[Dataset rows]

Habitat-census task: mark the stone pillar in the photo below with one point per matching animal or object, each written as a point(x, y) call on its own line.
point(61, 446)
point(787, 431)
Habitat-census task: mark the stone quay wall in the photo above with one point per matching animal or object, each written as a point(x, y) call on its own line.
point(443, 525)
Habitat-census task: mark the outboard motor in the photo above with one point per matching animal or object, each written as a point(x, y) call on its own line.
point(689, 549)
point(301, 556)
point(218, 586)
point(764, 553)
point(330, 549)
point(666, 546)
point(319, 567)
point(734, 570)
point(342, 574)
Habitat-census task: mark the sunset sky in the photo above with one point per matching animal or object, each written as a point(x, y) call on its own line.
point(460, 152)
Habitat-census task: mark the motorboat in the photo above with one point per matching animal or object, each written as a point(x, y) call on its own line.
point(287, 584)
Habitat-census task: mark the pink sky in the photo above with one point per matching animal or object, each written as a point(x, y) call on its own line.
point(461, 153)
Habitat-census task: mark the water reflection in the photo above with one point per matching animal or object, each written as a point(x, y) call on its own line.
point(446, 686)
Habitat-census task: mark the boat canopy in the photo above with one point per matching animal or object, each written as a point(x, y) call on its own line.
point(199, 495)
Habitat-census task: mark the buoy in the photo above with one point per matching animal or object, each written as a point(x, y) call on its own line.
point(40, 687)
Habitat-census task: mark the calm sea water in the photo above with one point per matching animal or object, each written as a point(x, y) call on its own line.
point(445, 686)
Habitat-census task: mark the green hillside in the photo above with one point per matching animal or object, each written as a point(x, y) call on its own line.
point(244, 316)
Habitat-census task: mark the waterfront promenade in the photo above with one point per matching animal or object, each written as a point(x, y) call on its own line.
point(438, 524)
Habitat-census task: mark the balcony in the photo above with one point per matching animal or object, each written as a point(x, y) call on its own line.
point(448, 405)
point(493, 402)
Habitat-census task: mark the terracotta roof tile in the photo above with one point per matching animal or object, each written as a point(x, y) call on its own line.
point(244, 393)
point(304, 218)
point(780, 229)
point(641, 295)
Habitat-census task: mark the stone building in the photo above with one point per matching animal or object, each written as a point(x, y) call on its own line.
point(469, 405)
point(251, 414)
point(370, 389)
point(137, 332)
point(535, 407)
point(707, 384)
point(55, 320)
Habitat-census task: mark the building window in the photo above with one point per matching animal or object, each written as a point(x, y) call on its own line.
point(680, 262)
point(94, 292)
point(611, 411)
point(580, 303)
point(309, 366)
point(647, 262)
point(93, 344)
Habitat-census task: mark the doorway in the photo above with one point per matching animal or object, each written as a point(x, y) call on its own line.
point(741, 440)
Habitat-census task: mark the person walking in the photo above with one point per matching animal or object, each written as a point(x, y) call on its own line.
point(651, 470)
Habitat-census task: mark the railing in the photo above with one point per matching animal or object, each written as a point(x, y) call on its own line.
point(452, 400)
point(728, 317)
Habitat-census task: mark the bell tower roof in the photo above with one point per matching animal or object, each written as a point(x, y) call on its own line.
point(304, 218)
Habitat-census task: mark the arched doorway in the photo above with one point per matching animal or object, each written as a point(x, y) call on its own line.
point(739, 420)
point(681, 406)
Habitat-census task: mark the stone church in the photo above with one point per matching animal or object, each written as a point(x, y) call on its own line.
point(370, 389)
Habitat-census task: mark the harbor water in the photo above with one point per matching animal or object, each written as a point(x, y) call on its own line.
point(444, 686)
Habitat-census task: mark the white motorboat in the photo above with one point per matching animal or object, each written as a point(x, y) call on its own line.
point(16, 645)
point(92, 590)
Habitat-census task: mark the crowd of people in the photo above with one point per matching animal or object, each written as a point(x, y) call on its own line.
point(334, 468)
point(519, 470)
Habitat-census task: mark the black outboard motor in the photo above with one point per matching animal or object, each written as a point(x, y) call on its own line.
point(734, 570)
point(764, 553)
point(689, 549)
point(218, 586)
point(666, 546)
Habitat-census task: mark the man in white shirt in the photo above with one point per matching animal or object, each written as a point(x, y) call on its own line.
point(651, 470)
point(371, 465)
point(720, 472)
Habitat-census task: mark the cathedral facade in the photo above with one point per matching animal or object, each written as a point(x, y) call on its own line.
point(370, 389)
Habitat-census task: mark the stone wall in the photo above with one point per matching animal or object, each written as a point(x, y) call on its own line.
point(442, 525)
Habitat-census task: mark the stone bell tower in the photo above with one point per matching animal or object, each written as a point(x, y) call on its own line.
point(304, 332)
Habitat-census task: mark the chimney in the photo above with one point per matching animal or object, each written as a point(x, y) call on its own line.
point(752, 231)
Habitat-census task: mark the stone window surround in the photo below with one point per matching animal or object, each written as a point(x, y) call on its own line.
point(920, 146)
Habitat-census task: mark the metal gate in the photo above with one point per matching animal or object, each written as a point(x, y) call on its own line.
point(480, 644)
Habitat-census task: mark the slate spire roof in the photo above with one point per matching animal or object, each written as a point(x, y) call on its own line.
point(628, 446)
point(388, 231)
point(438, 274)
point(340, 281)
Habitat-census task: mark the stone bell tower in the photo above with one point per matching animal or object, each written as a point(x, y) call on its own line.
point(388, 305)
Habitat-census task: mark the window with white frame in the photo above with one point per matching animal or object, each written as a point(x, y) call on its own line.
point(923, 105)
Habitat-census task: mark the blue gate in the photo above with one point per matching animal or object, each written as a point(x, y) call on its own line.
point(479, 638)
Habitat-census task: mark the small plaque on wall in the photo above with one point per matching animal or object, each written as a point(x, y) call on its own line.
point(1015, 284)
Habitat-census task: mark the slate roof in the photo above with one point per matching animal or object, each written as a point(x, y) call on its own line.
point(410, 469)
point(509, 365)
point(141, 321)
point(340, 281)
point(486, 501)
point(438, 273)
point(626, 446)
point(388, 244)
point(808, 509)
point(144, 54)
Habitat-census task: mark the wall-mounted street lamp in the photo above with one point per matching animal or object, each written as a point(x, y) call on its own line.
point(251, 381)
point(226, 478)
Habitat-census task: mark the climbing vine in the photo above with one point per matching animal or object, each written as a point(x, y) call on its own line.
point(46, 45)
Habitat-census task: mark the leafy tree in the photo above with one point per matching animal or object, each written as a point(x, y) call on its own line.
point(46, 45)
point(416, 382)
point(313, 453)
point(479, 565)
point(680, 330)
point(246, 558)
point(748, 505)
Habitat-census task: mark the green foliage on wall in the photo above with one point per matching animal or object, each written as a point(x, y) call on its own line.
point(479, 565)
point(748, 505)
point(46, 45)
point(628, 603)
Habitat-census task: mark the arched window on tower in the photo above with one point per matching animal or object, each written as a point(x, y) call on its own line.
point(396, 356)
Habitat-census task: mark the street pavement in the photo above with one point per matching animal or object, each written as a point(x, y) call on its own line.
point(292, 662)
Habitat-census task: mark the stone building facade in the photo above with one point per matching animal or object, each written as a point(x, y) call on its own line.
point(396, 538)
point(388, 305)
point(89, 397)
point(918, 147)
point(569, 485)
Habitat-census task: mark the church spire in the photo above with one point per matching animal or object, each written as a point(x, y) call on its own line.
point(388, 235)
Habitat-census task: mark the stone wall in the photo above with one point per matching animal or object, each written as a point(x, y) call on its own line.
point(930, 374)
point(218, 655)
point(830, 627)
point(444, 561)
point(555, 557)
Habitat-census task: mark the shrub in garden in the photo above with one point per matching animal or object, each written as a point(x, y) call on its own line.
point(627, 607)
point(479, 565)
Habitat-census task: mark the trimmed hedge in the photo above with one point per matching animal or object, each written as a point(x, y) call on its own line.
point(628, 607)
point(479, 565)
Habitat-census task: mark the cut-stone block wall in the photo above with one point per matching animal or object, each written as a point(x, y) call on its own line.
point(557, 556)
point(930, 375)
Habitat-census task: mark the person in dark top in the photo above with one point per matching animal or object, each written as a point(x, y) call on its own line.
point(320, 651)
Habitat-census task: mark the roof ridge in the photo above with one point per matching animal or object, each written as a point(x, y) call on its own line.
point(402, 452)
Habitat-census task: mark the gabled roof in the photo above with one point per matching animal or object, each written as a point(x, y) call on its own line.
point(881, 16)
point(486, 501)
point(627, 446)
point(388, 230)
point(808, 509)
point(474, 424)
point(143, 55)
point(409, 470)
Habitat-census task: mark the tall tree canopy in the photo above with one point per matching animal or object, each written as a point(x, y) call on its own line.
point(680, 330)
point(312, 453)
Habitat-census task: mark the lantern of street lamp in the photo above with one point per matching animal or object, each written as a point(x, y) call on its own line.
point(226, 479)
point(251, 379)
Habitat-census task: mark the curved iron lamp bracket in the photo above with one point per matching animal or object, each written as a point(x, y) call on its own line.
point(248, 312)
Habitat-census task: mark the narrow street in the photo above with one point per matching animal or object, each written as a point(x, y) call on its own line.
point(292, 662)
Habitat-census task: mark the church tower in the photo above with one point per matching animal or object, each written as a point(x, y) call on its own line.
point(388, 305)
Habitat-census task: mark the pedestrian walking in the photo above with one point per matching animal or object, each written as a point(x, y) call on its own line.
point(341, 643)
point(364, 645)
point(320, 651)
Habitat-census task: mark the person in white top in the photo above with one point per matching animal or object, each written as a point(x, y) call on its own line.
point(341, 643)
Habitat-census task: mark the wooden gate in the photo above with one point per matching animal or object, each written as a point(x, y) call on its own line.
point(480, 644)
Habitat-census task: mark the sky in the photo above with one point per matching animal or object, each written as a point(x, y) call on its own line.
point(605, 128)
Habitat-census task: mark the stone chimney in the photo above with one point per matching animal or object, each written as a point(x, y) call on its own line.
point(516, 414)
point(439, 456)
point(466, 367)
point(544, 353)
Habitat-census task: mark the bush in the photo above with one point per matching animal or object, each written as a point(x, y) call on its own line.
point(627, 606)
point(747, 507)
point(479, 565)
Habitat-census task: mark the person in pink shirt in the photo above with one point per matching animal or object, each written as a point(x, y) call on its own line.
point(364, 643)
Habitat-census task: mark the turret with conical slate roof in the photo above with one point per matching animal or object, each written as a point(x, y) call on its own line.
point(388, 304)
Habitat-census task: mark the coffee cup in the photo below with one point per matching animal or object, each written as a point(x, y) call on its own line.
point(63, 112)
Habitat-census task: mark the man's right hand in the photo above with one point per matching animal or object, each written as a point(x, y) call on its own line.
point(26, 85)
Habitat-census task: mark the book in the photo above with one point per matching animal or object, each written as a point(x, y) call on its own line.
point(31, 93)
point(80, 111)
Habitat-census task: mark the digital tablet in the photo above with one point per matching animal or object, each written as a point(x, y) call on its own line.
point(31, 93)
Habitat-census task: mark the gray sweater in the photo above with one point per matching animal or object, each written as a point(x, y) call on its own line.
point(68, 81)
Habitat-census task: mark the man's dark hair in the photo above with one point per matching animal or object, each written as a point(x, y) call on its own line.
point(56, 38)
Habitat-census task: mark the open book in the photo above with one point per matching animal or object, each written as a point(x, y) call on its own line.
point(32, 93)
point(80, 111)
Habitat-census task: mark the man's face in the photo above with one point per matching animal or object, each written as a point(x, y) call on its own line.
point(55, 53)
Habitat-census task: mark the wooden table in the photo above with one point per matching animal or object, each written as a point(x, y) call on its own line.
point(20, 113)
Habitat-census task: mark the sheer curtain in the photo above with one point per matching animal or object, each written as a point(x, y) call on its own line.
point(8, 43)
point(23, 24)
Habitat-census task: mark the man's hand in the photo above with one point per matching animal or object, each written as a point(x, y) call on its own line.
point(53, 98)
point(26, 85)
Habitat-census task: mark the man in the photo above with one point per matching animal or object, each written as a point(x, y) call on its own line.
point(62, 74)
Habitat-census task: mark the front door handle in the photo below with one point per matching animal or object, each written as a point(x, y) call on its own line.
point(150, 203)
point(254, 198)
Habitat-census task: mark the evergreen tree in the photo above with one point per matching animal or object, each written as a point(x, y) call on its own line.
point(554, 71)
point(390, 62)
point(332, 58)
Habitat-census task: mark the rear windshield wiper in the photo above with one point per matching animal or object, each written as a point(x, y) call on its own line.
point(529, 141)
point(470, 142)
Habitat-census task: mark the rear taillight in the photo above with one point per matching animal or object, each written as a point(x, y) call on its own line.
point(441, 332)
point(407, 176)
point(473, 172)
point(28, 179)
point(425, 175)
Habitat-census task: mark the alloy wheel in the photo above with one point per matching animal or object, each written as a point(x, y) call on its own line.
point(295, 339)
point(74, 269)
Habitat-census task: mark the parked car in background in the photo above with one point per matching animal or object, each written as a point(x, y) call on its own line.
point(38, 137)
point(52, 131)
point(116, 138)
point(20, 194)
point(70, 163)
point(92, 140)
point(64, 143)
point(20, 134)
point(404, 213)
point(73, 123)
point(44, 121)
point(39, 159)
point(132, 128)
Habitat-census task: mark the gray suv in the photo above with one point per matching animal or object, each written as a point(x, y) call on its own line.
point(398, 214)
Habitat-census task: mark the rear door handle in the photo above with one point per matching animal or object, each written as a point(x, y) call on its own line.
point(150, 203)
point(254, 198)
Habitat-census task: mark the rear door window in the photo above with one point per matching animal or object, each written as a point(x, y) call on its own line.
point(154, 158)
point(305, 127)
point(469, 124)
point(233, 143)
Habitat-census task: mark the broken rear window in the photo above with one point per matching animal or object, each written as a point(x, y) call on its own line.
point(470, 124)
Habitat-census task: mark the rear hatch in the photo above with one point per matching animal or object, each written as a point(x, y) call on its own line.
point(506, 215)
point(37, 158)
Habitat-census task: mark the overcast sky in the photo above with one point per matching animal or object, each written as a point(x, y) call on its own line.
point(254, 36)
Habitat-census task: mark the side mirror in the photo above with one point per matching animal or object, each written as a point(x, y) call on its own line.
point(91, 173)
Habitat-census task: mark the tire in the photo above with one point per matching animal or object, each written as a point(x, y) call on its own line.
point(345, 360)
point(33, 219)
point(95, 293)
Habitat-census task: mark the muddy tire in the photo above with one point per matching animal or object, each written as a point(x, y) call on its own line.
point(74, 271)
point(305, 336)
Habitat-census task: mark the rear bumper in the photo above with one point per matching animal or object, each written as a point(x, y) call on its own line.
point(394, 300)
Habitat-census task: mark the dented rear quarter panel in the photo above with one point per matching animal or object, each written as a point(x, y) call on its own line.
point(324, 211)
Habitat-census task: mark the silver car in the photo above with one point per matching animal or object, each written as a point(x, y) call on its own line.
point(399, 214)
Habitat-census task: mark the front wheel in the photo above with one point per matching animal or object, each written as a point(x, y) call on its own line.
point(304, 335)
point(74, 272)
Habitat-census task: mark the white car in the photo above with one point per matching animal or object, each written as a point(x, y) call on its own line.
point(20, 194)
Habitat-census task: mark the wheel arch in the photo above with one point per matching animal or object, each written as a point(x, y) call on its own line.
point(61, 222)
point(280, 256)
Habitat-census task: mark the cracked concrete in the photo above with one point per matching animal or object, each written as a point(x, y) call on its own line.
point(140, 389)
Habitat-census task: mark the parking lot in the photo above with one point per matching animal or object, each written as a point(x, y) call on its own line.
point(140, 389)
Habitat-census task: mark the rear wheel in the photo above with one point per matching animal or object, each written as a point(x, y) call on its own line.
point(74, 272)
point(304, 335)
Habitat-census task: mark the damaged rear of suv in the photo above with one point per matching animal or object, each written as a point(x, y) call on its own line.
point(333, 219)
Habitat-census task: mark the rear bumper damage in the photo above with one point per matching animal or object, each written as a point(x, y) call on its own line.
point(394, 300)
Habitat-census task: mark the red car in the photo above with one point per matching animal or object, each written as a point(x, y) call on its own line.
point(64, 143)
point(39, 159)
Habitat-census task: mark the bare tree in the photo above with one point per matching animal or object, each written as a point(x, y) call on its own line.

[YOUR OBJECTIVE]
Find the line with "Habitat-census task: mark the damaged" in the listing above, then write out that line and each remaining line exactly, with no other text.

[RESPONSE TO THE EXERCISE]
Habitat-census task: mark the damaged rear of suv in the photo above with one point per matching animal or object, each written as a point(x, y) call on its own line.
point(333, 219)
Habitat-census task: mark the rear bumper damage in the photo above with one point per matching animal or object, each written as a point(x, y) call on its own line.
point(394, 300)
Habitat-census task: mark the red car in the photo above with one point per matching animal or object, each written as a point(x, y) call on its own line.
point(64, 143)
point(39, 159)
Habitat-census task: mark the bare tree in the photo above with one point per matching animal or object, each written as a point(x, y) call on its own line.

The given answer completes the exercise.